• _Objective_
Here are some entries; quote each one exactly.

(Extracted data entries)
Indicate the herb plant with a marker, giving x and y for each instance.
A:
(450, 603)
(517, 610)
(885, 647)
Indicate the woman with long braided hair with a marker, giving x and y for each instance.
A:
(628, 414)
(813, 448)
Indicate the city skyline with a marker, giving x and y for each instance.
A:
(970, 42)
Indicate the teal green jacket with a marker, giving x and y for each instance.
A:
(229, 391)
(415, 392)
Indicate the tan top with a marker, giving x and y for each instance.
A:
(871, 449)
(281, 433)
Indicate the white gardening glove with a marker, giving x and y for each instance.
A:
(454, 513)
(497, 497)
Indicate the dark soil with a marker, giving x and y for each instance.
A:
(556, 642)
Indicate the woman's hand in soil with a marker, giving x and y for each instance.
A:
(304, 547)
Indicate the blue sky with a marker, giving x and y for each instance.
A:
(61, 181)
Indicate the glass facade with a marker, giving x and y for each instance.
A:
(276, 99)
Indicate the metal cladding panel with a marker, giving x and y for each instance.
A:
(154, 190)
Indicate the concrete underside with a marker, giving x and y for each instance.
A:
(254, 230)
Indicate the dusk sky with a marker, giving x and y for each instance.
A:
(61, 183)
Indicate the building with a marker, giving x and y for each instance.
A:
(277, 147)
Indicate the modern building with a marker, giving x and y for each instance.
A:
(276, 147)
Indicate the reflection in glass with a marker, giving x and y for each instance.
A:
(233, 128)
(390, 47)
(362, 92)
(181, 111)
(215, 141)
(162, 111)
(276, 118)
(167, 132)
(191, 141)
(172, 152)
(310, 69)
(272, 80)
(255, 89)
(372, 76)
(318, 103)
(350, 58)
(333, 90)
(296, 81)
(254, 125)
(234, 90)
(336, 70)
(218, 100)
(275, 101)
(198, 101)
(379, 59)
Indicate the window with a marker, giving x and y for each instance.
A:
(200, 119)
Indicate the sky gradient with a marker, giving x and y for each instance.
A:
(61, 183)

• _The solution_
Indicate the herb plant with a marker, giving x and y for each instance.
A:
(450, 603)
(517, 610)
(885, 647)
Indicate the woman with long braided hair with a marker, giving x and y for each instance.
A:
(628, 414)
(813, 448)
Indicate the city skyline with a marker, giving x and y for each instance.
A:
(970, 42)
Indicate the teal green jacket with a marker, giving x and y for each instance.
A:
(229, 391)
(415, 392)
Indicate the tan top with a marker, giving x and y for each instance.
A:
(871, 449)
(281, 433)
Indicate the white gardening glove with a marker, giving x and y for each instance.
A:
(454, 513)
(497, 497)
Indicate the dark soil with a marker, giving x and y for each instance.
A:
(556, 642)
Indicate the woman's hand in soil with a marker, giving x and y for each instance.
A:
(304, 547)
Indicate the blue sky with a marker, giving x and y for each instance.
A:
(61, 181)
Indicate the glass facade with a marker, giving x and y for each instance.
A:
(276, 99)
Indicate the metal cladding panel with a marker, giving x and y for each instance.
A:
(154, 190)
Indicate the concrete underside with a marker, giving x and y for each instance.
A:
(254, 230)
Indicate the dusk sky with a marker, giving x and y for each instance.
A:
(61, 183)
Indicate the building with a marker, giving x and y for each instance.
A:
(277, 147)
Indicate the modern building with a marker, giving x and y for each instance.
A:
(276, 147)
Indicate the reflection in glass with a marker, giving x and y for each instance.
A:
(233, 128)
(390, 47)
(362, 92)
(181, 111)
(215, 141)
(162, 111)
(276, 118)
(167, 132)
(191, 141)
(172, 152)
(310, 69)
(272, 80)
(255, 89)
(372, 76)
(318, 103)
(350, 58)
(333, 90)
(296, 81)
(254, 125)
(234, 90)
(336, 70)
(218, 100)
(275, 101)
(198, 101)
(379, 59)
Indicate the window with a marker, giving x and y for each instance.
A:
(200, 119)
Indicate the sky gradient with a marker, giving x and y for each instance.
A:
(61, 183)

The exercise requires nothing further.